Auch wenn es wie gesagt schon ein Forum für gibt, will ich es hier nochmal sagen:

EvE ist ein Spiel mit minimalem PvE Content. Dafür besteht es fast ausschließlich aus PvP und RP. Der Markt wird fast nur von den Spielern geführt, die Gegenstände sind abgesehen von den Factionsachen alle von Spielern hergestellt. Zu dem gibt es im 0.0 (den 'gesetzlosen Sektor') richtige Politik zwischen den Verschiedenen Allianzen - also man önnte dort theoretisch machen, was amn will (der Entwickler greift dort nicht ein) - aber die im entsprechendem Gebiet ansässigen Allianzen bestimmen den Ton. Wie sagt man so schön: CCP hat uns einen Sandkasten gegeben und das Spielzeug dazu, der Rest ist unser Bier. Ist halt alles recht umfangreich.
Charakterentwicklung ist auch etwas anders - es gibt keine Archetypen - jeder kann machen, was er will, solang er die Zeit investiert. Geskillt wird nicht durch mehrmaliges Anwenden eienr Fähigkeit, sondern durch investieren von RL-Zeit (also immer nebenbei, auch wenn du offline bist). Einen Anschluss im Spiel zu finden klingt vllt kompliziert - immerhin sind schon Spieler seit 3 jahren dabei und konntne viel mehr Zeit investieren. Aber wenn du dich spezialisierst, kannst du zB mit 3 Wochen Spielzeit einen 12 Monate alten Indu-Char ausm Schiff schießen (die Zahlen sind jetzt aus der Luft gegriffen, aber nicht unrealistisch)

Bei web.de gibt es ne 30-Tage Testversion, falls du mal Lust hast - ist alles sehr umfangreich, und wird dich erstmal erschlagen, habe aber keine Scheu jemanden zu fragen, die Community is sehr nett. http://games.entertainment.web.de/de/enter.../eve/index.html

Und die Steuerung ist nicht mit der von X3 oder so zu vergleichen. Du bestimmst halt deinen Anflugpunkt und deine Aktionen, aber klemmst dich nicht hinters Steuers - vielmehr übernimmst du die Aufgabe des Commanders, der die 100 Mann starke besatzung mit Aufgaben versorgt ;-) (Und das ist auch gut so, sonst währen viele taktische Möglichkeiten gar nicht vorhanden.)


----------



## Mayroi (2. Juni 2008)

Zuerst musst du dir die Fragen selber stellen:

Was will ich erreichen?
Was mag ich mehr PvE oder PvP oder RP?
Welche Story find ich von den Ansätzen bzw wenn ich mir die Grundlegen Sachen anschaue cool?
Wie alt bin ich(hey es bringt nix nem 12 Jährigem AOC anzubieten ?
Wieviel Zeit kann und will ich Investieren?
Wie weit geht mein System mit.

Klar kann hier jeder nen Lobeslied auf div. Spiele schreiben, aber was magst du den? Es bringt nem WoW Spieler der Sci Fi und alles drum herum net mag, nicht wirklich weiter wenn man ihm EVE Online empfiehlt


----------



## nkL (2. Juni 2008)

────────────────────

> [Arbeitsauftrag]
Beantworte anhand des Textes über EVE Online die folgenden Fragen:
1. Wie viele Tage umfasst die Testversion bei web.de?
2. Wodurch wird im Spiel geskillt?
3. Welche Aufgabe übernimmt man bei der Steuerung?

────────────────────

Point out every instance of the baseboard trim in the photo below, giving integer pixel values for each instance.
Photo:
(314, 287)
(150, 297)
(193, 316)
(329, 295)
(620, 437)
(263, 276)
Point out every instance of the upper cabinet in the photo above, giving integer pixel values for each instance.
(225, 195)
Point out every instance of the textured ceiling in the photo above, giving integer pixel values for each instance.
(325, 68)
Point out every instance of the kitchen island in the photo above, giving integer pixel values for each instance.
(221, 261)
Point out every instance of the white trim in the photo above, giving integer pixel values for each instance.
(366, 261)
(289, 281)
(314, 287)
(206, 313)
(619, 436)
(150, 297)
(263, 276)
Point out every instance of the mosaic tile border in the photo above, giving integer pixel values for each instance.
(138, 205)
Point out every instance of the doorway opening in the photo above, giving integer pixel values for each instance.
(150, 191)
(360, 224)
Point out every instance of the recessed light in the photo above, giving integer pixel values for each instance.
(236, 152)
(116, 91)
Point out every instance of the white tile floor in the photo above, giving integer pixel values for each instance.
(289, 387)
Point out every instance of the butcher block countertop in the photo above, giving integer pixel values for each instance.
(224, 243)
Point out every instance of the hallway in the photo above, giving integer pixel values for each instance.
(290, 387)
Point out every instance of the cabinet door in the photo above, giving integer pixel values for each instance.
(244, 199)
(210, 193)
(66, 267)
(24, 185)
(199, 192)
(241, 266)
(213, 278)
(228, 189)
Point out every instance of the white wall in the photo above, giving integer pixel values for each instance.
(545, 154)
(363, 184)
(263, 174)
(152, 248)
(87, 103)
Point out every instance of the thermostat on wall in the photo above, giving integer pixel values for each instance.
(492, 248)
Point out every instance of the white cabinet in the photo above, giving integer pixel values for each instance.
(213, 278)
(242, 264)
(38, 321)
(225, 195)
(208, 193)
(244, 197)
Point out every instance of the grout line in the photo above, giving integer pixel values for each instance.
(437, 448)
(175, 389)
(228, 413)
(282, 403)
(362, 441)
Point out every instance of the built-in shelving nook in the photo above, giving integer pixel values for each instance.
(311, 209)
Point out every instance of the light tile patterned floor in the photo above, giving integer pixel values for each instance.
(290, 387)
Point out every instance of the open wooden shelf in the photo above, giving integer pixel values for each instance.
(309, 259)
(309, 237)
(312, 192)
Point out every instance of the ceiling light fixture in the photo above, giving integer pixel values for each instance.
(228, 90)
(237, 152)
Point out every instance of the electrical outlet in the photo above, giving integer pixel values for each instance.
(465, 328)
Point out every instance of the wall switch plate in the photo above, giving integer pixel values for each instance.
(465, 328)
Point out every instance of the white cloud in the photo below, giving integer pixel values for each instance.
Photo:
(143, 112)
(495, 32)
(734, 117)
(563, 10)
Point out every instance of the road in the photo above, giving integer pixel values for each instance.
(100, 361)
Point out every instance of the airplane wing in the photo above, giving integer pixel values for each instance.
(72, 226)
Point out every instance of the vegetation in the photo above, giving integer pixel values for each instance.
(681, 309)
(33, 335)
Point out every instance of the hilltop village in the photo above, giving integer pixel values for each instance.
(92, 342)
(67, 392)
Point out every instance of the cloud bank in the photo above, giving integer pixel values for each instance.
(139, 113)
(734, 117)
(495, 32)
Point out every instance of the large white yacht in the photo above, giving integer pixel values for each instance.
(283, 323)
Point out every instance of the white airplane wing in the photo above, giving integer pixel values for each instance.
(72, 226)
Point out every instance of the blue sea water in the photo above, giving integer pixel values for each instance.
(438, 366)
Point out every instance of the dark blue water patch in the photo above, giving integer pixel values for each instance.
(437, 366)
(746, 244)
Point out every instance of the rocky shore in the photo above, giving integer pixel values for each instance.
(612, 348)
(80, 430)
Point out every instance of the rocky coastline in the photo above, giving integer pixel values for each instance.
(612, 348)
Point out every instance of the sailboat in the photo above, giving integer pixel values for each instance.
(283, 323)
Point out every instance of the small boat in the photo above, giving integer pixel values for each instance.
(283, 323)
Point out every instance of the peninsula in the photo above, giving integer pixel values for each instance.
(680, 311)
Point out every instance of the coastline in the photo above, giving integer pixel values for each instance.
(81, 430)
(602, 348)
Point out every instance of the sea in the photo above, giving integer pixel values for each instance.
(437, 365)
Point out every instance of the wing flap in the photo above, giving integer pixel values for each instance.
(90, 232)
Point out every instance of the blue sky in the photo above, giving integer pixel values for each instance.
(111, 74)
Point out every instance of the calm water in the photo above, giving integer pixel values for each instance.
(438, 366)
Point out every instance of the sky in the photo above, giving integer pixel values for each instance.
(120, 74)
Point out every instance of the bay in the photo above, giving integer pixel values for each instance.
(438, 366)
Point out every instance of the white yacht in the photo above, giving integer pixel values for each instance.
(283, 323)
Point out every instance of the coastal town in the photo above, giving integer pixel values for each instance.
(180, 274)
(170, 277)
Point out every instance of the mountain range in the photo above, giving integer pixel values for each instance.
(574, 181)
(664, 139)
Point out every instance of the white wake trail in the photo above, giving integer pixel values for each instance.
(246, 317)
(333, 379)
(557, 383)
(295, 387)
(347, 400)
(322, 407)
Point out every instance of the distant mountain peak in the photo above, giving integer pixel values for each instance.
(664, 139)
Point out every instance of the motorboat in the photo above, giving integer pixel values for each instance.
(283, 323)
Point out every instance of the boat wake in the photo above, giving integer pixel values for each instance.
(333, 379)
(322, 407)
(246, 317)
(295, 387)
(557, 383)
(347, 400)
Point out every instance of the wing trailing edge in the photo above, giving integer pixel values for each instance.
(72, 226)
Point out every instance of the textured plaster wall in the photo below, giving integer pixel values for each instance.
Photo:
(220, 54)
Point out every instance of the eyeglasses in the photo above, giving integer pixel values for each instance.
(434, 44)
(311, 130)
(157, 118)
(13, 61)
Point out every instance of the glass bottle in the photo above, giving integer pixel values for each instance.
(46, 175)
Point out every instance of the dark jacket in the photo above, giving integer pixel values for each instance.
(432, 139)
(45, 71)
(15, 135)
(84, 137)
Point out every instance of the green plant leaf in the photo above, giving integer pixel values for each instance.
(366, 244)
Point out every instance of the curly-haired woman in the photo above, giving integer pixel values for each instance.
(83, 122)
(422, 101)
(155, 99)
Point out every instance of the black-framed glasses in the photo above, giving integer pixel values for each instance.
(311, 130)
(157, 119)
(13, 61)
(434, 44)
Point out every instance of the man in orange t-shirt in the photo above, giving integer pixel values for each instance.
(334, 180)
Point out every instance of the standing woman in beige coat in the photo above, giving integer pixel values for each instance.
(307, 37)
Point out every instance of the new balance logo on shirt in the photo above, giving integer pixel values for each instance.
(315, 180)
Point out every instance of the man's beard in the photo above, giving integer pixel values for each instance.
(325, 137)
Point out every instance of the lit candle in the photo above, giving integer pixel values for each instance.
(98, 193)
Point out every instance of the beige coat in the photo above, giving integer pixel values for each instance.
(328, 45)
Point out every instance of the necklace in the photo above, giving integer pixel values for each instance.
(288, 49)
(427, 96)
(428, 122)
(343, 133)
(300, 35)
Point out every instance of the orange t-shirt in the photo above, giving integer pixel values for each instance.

────────────────────

> [Lösung]
1. Die Testversion umfasst 30 Tage.
2. Geskillt wird durch das Investieren von RL-Zeit, also immer nebenbei, auch wenn man offline ist.
3. Man übernimmt die Aufgabe des Commanders, der die 100 Mann starke Besatzung mit Aufgaben versorgt.